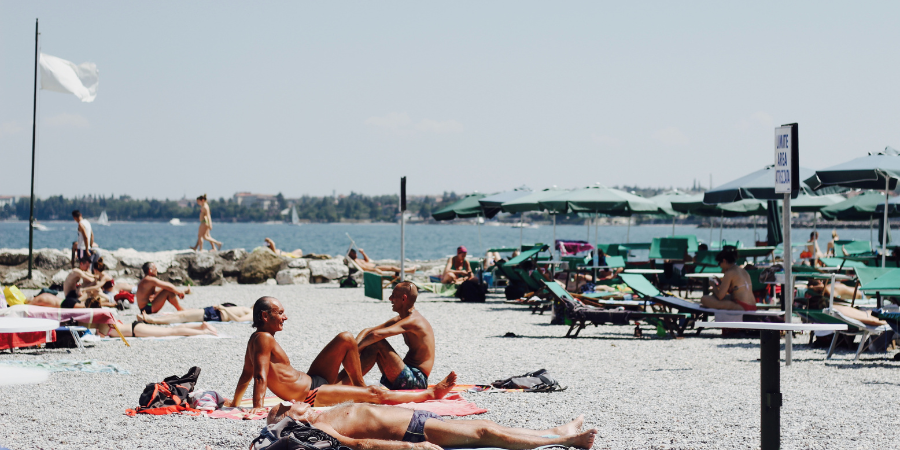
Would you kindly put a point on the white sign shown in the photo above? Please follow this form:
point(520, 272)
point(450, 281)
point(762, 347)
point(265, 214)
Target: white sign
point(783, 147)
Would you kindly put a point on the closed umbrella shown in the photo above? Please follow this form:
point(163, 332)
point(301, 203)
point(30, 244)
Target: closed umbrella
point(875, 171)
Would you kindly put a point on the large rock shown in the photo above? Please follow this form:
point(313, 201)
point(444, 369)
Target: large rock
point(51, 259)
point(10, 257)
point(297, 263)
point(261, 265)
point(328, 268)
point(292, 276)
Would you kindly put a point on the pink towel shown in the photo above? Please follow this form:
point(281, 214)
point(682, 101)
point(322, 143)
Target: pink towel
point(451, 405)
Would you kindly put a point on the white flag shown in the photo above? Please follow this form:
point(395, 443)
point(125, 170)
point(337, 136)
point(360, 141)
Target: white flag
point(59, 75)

::::

Without including any picture, reproduce the material above word for word.

Answer area:
Would you kindly put a point on the white sign shown in the photo above? Please follow this form:
point(520, 272)
point(450, 281)
point(762, 347)
point(265, 214)
Target: white sign
point(783, 147)
Would you kindly put a point on the closed umbrella shown in the photo above? Please follow this form:
point(163, 332)
point(301, 203)
point(30, 244)
Target: closed umbrella
point(875, 171)
Would you kindly put a point on the large rock shown in the photo above? Please follow this form:
point(313, 201)
point(444, 369)
Target: large rock
point(51, 259)
point(10, 257)
point(297, 263)
point(261, 265)
point(328, 268)
point(292, 276)
Would you kindly put a point on the pink towel shown in the photo above? Please follow this form:
point(281, 214)
point(682, 101)
point(322, 143)
Target: pink towel
point(451, 405)
Would you kindly put a point on the white flag shown in the photo above? Please follow this form:
point(395, 443)
point(125, 170)
point(337, 136)
point(360, 141)
Target: white flag
point(59, 75)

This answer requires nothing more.